• INSTRUCTIONS TO FOLLOW
Put each line of the items below into a JSON list of strings, one string per line, with blank lines left out.

• EXERCISE DATA
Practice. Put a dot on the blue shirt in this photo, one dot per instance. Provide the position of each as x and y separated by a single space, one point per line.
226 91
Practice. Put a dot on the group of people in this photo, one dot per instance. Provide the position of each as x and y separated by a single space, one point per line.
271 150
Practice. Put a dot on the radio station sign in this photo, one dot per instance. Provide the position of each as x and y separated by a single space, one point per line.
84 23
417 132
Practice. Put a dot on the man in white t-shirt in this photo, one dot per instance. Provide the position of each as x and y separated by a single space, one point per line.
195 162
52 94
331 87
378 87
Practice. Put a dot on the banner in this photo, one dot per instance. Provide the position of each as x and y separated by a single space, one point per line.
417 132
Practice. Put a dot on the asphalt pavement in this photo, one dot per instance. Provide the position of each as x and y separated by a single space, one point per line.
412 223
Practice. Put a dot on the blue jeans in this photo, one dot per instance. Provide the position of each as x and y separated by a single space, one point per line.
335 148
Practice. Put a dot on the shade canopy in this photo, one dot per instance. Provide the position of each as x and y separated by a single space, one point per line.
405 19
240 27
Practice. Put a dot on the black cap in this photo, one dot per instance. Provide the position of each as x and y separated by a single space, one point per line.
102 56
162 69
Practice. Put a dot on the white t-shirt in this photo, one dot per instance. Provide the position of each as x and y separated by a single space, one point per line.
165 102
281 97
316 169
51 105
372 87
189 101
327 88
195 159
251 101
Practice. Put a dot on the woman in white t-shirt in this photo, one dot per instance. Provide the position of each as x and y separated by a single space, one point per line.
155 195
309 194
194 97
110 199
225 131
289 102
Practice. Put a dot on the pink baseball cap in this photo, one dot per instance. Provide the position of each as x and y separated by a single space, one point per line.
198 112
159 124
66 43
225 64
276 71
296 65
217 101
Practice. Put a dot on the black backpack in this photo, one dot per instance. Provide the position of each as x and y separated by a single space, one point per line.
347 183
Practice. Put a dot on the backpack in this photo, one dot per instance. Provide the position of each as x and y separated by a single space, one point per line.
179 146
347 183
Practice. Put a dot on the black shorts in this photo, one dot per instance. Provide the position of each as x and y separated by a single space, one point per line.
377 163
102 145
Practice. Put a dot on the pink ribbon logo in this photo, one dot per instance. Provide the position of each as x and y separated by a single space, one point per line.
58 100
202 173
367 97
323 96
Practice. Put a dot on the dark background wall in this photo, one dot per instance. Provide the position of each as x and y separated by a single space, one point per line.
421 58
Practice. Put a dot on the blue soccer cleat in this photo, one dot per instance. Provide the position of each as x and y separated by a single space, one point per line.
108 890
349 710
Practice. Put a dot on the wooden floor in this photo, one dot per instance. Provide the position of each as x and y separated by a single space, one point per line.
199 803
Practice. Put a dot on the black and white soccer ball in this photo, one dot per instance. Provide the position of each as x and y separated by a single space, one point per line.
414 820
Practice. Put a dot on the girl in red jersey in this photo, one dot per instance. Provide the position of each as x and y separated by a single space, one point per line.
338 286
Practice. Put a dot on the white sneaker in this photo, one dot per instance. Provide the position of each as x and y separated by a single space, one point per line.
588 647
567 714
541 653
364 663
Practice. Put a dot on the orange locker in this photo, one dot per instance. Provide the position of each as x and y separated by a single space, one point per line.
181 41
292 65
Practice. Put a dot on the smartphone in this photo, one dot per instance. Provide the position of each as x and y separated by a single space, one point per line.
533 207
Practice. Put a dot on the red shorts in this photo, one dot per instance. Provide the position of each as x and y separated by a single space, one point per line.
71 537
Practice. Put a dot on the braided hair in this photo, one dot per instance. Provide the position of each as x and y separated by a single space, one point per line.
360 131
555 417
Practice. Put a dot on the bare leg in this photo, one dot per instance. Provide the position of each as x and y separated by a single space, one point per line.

• RESULT OF THIS EXERCISE
[
  "Practice. Put a dot on the blue shirt in this photo, one dot per instance. Provide the position of each as x and y separated by a single space, one point per line.",
  "226 91",
  "Practice. Put a dot on the group of people in this photo, one dot per instance. Provide the position of each as x and y separated by a single space, one point per line.",
  "271 150",
  "Practice. Put a dot on the radio station sign in this photo, one dot per instance. Provide the position of each as x and y separated by a single space, one point per line.",
  "84 23",
  "417 132",
  "Practice. Put a dot on the man in white t-shirt in this photo, one dot per instance. Provide the position of each as x and y separated by a single space, one point per line.",
  "195 162",
  "52 94",
  "331 87",
  "378 87",
  "Practice. Put a dot on the banner in this photo, one dot per instance. Provide the position of each as x and y separated by a single space, one point per line.",
  "417 132",
  "Practice. Put a dot on the asphalt pavement in this photo, one dot per instance. Provide the position of each as x and y separated by a single space, one point per line.",
  "412 223",
  "Practice. Put a dot on the blue jeans in this photo, one dot per instance. Provide the position of each as x and y separated by a single space, one point per line.",
  "335 148",
  "Practice. Put a dot on the shade canopy in this photo, one dot per instance. Provide the position of each as x and y separated by a single space, one point per line.",
  "405 19",
  "240 27",
  "Practice. Put a dot on the black cap in this photo, one dot per instance. Provide the position of each as x and y separated by a single space, one point per line.",
  "102 56",
  "162 69",
  "Practice. Put a dot on the white t-shirt in this photo, one dot per instance. Provide the position of each as x and y separated by a single space, one point per line.",
  "165 102",
  "281 97",
  "316 169",
  "51 105",
  "372 87",
  "189 101",
  "327 88",
  "195 159",
  "251 101",
  "Practice. Put a dot on the woman in white t-shirt in this photo, one dot per instance. Provide the position of each as x and y separated by a single space, one point per line.",
  "155 195",
  "309 194",
  "194 97",
  "110 199",
  "225 131",
  "289 102",
  "Practice. Put a dot on the pink baseball cap in this photo, one dot per instance. Provide the position of each as x and y separated by a single space, one point per line.",
  "198 112",
  "159 124",
  "66 43",
  "225 64",
  "276 71",
  "296 65",
  "217 101",
  "Practice. Put a dot on the black backpack in this photo, one dot per instance. Provide the position of each as x and y separated by a single space, one point per line.",
  "347 183",
  "Practice. Put a dot on the backpack in this photo, one dot per instance. Provide the position of each as x and y separated by a single space, one point per line.",
  "179 146",
  "347 183",
  "Practice. Put a dot on the black shorts in this photo, one dot per instance. Provide the position of each as x and y separated by a single space, one point per line.",
  "377 163",
  "102 145",
  "Practice. Put a dot on the pink ribbon logo in this photo, one dot per instance. Provide the position of each as x and y separated by a single space, one point per line.",
  "58 100",
  "202 173",
  "367 97",
  "323 96",
  "Practice. Put a dot on the dark background wall in this photo, one dot per instance. Provide the position of each as x and y separated by a single space, one point per line.",
  "421 58",
  "Practice. Put a dot on the blue soccer cleat in this photo, one dot per instance. Provide the position of each as x and y separated by a single space, one point per line.",
  "108 890",
  "349 710",
  "Practice. Put a dot on the wooden floor in this photo, one dot per instance. Provide the position of each as x and y separated by a single space, one point per line.",
  "199 803",
  "Practice. Put a dot on the black and white soccer ball in this photo, one dot per instance. Provide the position of each as x and y separated by a single space, one point per line.",
  "414 820",
  "Practice. Put a dot on the girl in red jersey in this photo, one dot per instance. Provide the position of each as x and y separated by a single space, one point per line.",
  "338 286",
  "Practice. Put a dot on the white sneaker in this photo, one dot per instance. Provide the position of each as x and y separated by a single space, one point per line.",
  "588 647",
  "567 714",
  "541 653",
  "364 663",
  "Practice. Put a dot on the orange locker in this photo, one dot per instance. Provide the position of each as x and y separated by a single space, one point per line.",
  "181 41",
  "292 65",
  "Practice. Put a dot on the smartphone in this photo, one dot per instance. Provide the position of each as x and y separated by a single space, one point per line.",
  "533 207",
  "Practice. Put a dot on the red shorts in this photo, one dot per instance. Provide the position of each as x and y separated by a single space, one point per line.",
  "71 537",
  "Practice. Put a dot on the braided hair in this photo, one dot per instance. Provide the position of each as x and y separated by a single space, one point per line.",
  "360 131",
  "555 417",
  "Practice. Put a dot on the bare leg in this photo, one dot per instance. Provide the position of each as x and y separated by a single space, one point per line."
]